◆ Job A
Set down, word for word, the part of the passage about arriving in New Zealand that runs from "2. I discovered" down to "one of them.", including both ends.

There is something, I think, rather endearing about the working habits of mathematicians. These being, to my eye, not dissimilar to that of composers or artists generally. In between sometimes feverish fits of work, they often find themselves just kind of tossing ideas about, taking long naps, coffee breaks, three hour lunches, wandering around and generally waiting for inspiration to hit them. Sometimes, for instance, they just need to up and go surfing on the south island for a couple of weeks or so. Funnily enough, this is precisely what my own principal supervisor found himself doing as of the day after I arrived - as I discovered upon checking my in-box on the 28th. There are a few more points which I feel are relevant to our discussion at this juncture:
  1. Australian students are here treated as domestic - and thus have to enroll in person.
  2. I discovered the above after sending all of my forms over in November 2006. Not to worry, though, the relevant documents (including required certified copies of academic transcripts, degrees and what-not the originals of which I was to subsequently leave in Australia) were, I was told, forwarded to my principal supervisor for safe-keeping, and all could thus be made well on my arrival.
  3. Even if I had all relevant copies (which I was cautious enough, in point of fact, to bring with me), and acquired minty fresh new forms to fill in on arrival - I still needed my supervisor's signature on one of them.
  4. The terms of my scholarship contract clearly required me to be enrolled by March 7 else there would be "no dineros for me".
  5. My supervisor was to return on March 11.
As it happens, the scholarships office people were surprisingly (given my past experiences with administrative types) quite prepared to ignore point 4. Further amusement, however, was to be had on my endeavours to open a bank account into which the dineros mentioned in point 4 should be payed. I'd opened an account with HSBC Australia before leaving with a view to conveniently subsequently opening an HSBC New Zealand account on arrival here - having been assured that they did, indeed, have branches in New Zealand and would in the mean-time be able to access the Australian account through ATMs anyways. It was, on reflection, a mistake to assume that "branches in New Zealand" meant "branches in Wellington, the fucking capitol". Happily, however, there are three branches in Auckland through which, being the bloody minded son of a bitch that I am, I resolved to set up said account. To do so, I required various certified copies of various proofs of identity and of address. Of all the various options for identity proving, the only viable options for me were a passport and a New Zealand driver's license. To prove address, I essentially needed an official letter from a New Zealand employer to a New Zealand address4. My next step, then, was to acquire a New Zealand driver's license. To do this, I required the following:
  1. My passport
  2. My Australian driver's license
  3. A proof of address5
  4. To pass the theory test you do to get a learner's permit.

◆ Job B
Extract the records word for word, starting at their very first line and continuing down to the line containing "left=465, top=49, right=490, bottom=75", including that line.

◆ Entries shown
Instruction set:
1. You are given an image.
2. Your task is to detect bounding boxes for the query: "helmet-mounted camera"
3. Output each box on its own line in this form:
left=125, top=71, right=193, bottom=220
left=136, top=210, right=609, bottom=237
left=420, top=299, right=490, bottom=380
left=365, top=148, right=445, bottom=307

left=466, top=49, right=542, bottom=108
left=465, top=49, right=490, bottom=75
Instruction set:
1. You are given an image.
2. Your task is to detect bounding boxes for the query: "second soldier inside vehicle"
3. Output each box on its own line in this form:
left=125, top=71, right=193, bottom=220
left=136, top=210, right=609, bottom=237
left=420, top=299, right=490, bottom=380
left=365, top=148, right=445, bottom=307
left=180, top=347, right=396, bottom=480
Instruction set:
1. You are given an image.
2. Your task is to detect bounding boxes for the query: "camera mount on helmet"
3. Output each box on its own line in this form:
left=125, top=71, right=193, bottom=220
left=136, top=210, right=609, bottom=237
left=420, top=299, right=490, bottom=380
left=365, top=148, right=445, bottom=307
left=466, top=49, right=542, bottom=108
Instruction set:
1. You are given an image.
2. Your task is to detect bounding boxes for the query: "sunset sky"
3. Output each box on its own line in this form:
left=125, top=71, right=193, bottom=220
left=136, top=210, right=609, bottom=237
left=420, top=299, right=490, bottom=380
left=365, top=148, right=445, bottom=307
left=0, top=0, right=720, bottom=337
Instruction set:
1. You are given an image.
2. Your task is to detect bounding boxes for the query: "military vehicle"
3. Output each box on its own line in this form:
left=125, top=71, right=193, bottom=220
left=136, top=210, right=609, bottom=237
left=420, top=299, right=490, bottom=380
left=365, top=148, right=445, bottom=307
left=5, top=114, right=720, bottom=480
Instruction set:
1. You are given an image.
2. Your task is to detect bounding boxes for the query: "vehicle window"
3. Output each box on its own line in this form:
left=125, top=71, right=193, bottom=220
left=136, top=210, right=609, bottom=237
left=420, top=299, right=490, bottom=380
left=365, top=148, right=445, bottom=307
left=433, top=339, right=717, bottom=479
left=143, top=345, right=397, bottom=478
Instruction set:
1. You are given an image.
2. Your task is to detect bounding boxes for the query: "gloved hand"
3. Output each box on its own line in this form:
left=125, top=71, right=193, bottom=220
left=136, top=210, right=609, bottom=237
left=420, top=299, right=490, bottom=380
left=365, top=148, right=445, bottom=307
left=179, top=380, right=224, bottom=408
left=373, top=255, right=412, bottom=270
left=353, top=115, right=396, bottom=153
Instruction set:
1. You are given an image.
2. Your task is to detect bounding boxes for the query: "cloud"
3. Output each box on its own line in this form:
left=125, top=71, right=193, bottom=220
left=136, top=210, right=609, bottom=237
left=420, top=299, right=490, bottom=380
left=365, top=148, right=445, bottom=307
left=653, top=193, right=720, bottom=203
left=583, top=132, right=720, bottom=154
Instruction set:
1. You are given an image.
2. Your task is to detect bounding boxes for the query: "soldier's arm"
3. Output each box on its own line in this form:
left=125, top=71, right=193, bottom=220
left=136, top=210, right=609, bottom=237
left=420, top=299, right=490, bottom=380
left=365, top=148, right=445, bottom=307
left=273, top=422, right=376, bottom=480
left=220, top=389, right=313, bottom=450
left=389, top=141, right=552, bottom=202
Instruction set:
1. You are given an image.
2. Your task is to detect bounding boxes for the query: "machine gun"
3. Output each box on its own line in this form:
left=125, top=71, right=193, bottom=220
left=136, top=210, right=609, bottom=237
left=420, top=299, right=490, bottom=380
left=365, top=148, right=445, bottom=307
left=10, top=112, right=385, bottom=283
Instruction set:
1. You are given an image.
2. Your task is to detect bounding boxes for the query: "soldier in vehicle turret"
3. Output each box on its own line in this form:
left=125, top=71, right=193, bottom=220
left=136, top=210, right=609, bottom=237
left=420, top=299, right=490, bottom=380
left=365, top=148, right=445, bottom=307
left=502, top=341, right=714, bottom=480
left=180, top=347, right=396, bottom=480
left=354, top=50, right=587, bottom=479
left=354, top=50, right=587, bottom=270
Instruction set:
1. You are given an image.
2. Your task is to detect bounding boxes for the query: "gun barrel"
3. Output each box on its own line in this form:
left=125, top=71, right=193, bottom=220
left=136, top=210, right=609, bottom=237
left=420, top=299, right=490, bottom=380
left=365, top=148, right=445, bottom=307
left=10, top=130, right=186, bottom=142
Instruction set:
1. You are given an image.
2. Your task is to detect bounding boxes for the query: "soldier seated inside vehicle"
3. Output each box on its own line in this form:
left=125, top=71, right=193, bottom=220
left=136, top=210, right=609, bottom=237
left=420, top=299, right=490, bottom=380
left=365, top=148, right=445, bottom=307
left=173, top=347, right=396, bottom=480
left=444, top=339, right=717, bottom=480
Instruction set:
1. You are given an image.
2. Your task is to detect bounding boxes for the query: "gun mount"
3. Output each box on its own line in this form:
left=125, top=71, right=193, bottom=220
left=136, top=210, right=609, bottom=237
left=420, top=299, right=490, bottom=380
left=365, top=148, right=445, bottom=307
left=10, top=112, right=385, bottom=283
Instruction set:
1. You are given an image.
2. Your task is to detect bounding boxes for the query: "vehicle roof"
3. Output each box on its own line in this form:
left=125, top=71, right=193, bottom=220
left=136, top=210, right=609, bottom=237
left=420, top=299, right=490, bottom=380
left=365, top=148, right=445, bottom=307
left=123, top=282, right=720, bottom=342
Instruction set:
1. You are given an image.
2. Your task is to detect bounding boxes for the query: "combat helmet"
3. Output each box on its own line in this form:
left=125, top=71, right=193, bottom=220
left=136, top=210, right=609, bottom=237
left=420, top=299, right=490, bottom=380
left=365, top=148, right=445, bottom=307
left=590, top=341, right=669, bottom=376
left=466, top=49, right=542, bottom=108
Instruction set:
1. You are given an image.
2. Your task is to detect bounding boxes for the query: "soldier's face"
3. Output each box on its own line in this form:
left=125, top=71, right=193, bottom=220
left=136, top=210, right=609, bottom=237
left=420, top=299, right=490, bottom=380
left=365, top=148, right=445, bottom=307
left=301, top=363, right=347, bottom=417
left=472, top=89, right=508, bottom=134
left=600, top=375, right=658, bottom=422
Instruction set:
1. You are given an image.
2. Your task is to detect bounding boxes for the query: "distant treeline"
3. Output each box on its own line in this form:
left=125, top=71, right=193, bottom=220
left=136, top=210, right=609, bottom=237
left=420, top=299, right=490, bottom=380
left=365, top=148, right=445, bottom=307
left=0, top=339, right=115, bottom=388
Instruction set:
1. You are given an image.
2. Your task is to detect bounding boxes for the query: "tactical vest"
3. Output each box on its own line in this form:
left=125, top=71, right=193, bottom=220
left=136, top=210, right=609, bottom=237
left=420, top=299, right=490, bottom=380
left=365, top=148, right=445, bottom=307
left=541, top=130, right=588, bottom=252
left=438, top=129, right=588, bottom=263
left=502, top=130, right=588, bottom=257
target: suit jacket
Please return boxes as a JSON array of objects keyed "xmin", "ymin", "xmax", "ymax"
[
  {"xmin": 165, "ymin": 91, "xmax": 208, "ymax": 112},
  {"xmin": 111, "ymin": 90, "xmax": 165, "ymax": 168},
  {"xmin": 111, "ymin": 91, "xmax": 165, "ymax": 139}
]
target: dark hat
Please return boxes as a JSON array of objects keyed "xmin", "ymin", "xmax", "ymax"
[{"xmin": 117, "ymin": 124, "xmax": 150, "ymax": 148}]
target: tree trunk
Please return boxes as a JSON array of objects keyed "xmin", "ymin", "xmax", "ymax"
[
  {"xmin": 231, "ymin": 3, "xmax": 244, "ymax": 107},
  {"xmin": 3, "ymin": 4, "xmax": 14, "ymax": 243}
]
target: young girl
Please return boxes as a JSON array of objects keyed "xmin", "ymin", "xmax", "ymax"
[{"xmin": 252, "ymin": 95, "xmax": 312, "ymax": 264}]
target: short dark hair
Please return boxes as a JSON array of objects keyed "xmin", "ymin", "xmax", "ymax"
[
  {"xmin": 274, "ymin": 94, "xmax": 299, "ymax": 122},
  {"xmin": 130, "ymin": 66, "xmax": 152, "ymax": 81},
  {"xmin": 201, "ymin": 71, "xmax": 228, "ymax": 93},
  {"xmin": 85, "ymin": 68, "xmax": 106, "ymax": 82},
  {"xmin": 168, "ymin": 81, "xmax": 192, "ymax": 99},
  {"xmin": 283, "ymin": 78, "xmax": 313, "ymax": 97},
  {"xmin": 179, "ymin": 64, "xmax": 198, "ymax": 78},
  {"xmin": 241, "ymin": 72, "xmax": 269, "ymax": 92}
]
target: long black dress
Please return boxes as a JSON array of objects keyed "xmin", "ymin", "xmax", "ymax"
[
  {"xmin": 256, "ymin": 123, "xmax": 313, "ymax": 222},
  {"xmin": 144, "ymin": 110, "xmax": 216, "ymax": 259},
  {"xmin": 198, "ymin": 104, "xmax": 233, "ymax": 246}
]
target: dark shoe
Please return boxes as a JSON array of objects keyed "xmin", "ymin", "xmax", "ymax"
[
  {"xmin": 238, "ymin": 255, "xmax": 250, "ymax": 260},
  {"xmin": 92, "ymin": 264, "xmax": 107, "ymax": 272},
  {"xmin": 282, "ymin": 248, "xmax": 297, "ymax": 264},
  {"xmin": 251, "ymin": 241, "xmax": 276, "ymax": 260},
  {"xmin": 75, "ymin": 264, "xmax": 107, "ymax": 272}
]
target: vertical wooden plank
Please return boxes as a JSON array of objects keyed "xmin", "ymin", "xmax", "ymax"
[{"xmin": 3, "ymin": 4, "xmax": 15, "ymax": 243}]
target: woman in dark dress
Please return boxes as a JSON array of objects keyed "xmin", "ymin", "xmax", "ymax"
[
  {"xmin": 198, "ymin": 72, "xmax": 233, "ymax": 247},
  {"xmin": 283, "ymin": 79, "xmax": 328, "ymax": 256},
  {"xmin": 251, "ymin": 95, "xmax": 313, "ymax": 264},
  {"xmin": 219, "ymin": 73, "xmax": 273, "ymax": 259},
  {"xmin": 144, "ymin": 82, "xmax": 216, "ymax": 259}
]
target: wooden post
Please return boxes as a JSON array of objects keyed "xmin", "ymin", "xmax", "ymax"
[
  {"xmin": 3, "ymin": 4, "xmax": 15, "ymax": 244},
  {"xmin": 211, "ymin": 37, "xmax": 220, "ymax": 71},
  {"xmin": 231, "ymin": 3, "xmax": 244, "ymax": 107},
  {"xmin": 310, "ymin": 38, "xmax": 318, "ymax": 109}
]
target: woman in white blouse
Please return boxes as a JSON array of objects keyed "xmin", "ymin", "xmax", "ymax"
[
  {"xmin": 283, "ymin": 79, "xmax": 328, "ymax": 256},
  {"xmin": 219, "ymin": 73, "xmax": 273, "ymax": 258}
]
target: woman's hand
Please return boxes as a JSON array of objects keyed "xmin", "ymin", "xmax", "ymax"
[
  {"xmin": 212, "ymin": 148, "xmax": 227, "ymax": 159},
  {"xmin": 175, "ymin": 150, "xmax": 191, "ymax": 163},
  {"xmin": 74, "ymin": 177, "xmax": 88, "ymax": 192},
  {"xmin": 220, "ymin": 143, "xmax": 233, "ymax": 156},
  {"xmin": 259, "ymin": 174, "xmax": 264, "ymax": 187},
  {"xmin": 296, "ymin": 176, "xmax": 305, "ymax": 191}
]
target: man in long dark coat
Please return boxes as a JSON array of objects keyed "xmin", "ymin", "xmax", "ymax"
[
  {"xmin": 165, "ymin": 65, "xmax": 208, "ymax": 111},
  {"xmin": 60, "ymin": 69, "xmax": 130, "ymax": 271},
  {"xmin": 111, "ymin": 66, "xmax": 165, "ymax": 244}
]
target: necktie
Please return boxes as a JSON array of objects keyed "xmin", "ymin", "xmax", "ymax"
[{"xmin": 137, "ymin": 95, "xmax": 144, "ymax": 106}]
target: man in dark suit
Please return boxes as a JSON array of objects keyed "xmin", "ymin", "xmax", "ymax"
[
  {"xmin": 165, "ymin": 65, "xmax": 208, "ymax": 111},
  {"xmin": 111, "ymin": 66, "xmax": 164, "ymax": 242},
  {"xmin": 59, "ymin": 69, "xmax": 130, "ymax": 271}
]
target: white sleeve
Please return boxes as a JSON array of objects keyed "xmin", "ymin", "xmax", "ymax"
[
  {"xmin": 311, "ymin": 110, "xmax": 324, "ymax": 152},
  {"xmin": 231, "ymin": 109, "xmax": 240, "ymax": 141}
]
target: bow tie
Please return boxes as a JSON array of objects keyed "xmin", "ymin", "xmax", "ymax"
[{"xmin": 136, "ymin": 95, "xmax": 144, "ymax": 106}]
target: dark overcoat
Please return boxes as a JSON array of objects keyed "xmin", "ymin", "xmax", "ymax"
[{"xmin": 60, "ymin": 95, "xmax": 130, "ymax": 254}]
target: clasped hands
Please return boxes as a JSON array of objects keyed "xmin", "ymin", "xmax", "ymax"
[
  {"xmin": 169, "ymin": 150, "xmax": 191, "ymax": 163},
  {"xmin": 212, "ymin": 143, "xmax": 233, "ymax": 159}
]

◆ Written reply A
2. I discovered the above after sending all of my forms over in November 2006. Not to worry, though, the relevant documents (including required certified copies of academic transcripts, degrees and what-not the originals of which I was to subsequently leave in Australia) were, I was told, forwarded to my principal supervisor for safe-keeping, and all could thus be made well on my arrival.
  3. Even if I had all relevant copies (which I was cautious enough, in point of fact, to bring with me), and acquired minty fresh new forms to fill in on arrival - I still needed my supervisor's signature on one of them.

◆ Written reply B
Instruction set:
1. You are given an image.
2. Your task is to detect bounding boxes for the query: "helmet-mounted camera"
3. Output each box on its own line in this form:
left=125, top=71, right=193, bottom=220
left=136, top=210, right=609, bottom=237
left=420, top=299, right=490, bottom=380
left=365, top=148, right=445, bottom=307

left=466, top=49, right=542, bottom=108
left=465, top=49, right=490, bottom=75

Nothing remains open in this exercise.